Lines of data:
⟨

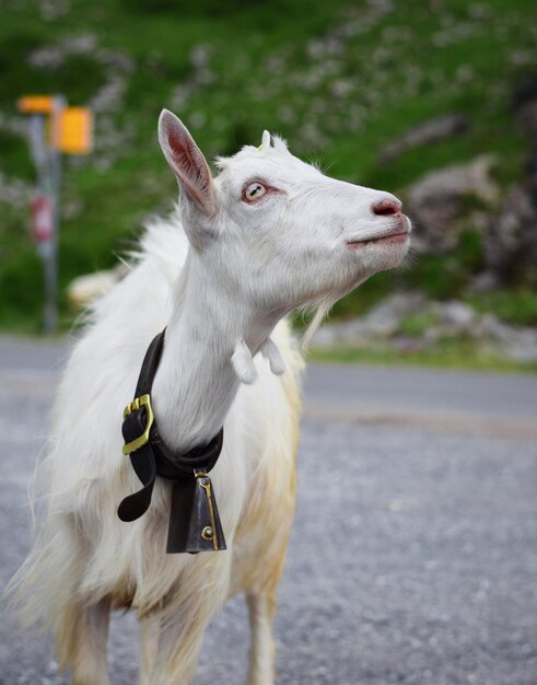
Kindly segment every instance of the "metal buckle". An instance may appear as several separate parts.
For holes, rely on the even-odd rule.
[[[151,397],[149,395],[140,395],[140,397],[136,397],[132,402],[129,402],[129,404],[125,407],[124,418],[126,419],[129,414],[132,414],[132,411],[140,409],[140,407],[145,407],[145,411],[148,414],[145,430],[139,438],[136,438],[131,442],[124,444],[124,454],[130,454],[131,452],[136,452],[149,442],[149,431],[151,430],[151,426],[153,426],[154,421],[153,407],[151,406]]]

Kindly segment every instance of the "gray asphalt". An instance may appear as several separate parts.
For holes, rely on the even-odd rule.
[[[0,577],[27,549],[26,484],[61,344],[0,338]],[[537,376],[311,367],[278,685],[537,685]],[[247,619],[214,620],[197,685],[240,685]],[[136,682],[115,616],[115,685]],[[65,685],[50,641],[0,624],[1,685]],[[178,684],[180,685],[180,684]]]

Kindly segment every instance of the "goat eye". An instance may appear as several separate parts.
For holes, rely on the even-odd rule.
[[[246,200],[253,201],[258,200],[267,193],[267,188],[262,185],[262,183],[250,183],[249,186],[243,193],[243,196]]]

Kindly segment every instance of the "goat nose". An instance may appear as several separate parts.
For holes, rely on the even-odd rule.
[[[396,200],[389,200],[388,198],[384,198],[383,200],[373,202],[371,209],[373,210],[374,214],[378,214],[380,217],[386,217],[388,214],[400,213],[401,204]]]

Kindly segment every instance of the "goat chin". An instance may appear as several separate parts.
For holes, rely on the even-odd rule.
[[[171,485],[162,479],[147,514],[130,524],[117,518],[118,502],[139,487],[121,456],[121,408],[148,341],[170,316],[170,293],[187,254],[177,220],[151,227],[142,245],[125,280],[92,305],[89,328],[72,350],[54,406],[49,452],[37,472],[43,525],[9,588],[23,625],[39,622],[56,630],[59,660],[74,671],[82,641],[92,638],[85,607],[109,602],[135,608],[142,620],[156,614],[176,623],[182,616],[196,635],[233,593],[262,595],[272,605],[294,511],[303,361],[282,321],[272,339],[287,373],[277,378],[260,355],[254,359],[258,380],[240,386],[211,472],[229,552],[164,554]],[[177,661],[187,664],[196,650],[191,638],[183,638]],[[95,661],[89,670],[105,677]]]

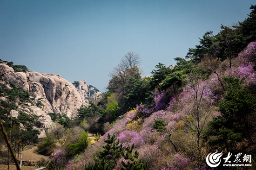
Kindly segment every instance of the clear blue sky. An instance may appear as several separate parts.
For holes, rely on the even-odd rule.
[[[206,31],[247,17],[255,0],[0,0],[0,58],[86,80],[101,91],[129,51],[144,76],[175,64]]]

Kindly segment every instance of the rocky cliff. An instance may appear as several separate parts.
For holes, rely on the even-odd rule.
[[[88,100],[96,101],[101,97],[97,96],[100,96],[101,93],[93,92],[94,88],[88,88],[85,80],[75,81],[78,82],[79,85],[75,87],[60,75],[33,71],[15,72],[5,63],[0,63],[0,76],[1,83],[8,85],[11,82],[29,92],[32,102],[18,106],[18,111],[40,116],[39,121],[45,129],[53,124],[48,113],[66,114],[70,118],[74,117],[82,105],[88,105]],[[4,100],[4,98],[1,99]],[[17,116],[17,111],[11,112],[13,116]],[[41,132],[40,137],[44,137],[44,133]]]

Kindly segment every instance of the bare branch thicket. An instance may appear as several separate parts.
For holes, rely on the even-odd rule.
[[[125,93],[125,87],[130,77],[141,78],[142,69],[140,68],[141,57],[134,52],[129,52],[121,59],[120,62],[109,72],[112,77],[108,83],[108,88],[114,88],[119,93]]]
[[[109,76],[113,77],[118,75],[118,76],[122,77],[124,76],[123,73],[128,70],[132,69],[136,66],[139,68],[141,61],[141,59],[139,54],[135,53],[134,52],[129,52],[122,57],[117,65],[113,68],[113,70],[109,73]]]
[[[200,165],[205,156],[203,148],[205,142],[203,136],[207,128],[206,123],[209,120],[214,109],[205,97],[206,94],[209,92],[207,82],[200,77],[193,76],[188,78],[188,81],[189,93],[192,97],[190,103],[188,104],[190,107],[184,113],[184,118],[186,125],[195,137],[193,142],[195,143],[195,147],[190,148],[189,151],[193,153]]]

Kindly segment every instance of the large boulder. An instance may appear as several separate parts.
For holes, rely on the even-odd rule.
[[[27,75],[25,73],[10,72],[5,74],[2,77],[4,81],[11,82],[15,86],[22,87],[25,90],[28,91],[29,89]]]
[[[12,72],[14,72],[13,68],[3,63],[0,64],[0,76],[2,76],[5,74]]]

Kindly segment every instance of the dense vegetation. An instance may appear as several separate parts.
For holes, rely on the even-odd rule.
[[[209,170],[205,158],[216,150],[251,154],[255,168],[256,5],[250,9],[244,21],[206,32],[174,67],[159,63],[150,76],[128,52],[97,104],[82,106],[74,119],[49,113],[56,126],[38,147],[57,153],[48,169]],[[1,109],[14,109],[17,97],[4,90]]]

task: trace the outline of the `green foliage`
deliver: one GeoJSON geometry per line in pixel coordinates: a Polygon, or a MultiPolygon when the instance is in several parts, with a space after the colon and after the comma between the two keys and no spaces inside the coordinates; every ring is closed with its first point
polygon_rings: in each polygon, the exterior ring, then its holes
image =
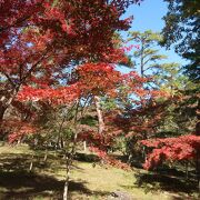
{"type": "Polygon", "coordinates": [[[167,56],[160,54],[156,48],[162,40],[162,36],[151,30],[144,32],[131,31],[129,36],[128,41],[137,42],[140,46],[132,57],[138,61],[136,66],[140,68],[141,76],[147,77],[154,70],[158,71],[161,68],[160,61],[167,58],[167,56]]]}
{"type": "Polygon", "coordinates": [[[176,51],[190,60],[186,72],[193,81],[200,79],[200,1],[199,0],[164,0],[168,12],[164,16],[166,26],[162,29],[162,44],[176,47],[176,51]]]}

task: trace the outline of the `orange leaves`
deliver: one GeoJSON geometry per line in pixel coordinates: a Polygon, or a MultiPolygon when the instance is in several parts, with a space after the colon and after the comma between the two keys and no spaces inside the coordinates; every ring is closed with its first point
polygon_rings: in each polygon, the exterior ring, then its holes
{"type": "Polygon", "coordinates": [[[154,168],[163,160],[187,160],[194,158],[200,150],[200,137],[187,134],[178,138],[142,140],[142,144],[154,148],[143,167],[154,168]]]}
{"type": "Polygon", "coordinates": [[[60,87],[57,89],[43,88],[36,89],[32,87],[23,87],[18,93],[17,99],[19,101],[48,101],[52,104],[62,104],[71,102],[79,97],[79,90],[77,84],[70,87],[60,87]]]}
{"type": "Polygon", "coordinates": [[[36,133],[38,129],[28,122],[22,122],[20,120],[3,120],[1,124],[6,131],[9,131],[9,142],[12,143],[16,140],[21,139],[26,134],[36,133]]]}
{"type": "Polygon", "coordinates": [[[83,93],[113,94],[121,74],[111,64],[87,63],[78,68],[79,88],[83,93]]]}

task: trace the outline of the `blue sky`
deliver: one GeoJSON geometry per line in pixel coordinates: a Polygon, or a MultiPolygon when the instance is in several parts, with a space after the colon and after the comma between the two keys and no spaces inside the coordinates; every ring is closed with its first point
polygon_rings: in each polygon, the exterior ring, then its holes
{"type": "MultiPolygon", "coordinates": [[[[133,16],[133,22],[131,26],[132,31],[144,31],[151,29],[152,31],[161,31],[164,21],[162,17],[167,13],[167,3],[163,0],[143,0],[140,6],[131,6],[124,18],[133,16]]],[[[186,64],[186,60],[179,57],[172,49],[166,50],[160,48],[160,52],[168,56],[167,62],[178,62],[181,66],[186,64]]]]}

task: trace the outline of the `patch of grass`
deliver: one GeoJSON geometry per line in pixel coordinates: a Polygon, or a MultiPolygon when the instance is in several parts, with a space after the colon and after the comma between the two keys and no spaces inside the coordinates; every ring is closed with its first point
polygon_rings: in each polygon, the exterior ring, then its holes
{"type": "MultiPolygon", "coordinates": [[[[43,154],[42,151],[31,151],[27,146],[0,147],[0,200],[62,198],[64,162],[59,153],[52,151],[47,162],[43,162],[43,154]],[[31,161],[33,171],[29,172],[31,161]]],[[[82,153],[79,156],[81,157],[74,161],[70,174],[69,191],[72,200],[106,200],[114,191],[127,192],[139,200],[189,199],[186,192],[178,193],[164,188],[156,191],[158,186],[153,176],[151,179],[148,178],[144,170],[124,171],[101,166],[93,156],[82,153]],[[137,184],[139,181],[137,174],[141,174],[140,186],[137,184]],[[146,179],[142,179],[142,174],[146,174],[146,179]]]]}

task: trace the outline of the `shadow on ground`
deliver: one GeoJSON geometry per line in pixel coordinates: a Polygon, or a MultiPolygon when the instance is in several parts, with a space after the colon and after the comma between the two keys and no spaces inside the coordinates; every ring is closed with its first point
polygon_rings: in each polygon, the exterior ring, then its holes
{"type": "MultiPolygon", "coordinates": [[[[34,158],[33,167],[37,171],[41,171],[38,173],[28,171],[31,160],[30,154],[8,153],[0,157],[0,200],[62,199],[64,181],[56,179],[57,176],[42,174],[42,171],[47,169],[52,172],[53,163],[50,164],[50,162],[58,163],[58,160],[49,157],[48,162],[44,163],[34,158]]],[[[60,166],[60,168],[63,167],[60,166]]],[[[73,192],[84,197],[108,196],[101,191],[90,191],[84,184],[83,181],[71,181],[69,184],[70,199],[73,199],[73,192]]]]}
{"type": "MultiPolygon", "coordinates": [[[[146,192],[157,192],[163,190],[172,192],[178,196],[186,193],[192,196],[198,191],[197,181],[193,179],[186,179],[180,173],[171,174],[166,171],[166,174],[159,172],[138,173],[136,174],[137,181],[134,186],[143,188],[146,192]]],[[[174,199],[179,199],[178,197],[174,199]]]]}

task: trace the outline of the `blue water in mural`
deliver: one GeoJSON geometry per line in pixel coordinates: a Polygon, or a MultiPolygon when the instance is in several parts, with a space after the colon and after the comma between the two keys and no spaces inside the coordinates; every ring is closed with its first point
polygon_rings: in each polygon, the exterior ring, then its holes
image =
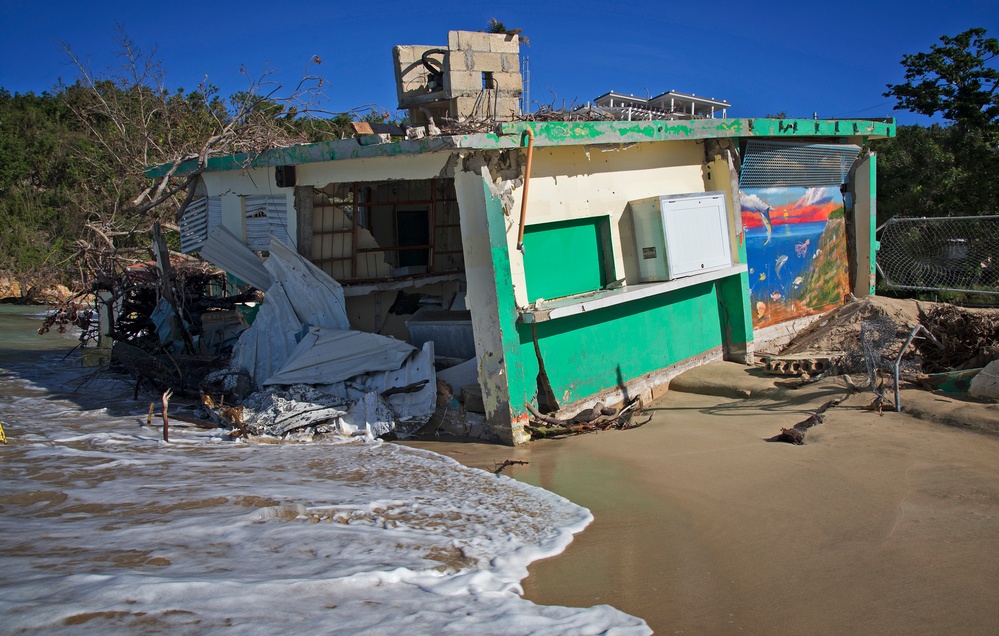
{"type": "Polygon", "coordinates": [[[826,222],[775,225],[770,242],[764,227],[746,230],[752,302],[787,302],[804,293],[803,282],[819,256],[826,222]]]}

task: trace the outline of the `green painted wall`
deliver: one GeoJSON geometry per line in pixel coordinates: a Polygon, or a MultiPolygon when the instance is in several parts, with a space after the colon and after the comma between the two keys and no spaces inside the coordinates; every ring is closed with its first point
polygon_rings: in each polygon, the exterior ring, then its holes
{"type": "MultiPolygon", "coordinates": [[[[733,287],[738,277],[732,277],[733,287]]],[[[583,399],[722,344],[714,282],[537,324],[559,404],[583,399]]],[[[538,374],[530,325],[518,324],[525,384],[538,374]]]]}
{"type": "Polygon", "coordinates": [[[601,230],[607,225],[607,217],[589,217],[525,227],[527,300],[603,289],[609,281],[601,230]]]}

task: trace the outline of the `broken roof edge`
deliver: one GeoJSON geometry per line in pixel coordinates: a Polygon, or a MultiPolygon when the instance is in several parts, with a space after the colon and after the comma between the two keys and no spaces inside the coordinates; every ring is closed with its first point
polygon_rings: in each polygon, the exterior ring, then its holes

⟩

GIVEN TASK: Select every line of the records above that contains the string "segment", matching case exactly, and copy each one.

TASK RESPONSE:
Kindly segment every instance of the "metal buckle". An instance may appear as several separate parts.
Kindly segment every instance of the "gray asphalt". An instance may appear as several separate parts.
Kindly segment every instance of the "goat eye". An instance may appear as several separate parts.
Kindly segment every instance of the "goat nose". An instance may appear as several separate parts.
Kindly segment every instance of the "goat chin". An instance may appear as several separate parts.
Kindly segment every instance of the clear blue sky. An instance may appear as several separate parts.
Kindly segment every instance of the rocky cliff. An instance may appear as several separate parts.
Kindly segment every instance of the bare branch thicket. An instance may appear as several separate parts.
Kindly segment every instance of the large boulder. An instance may appear as several separate parts.
Kindly segment every instance of the dense vegetation. An instance may appear as several separate parts.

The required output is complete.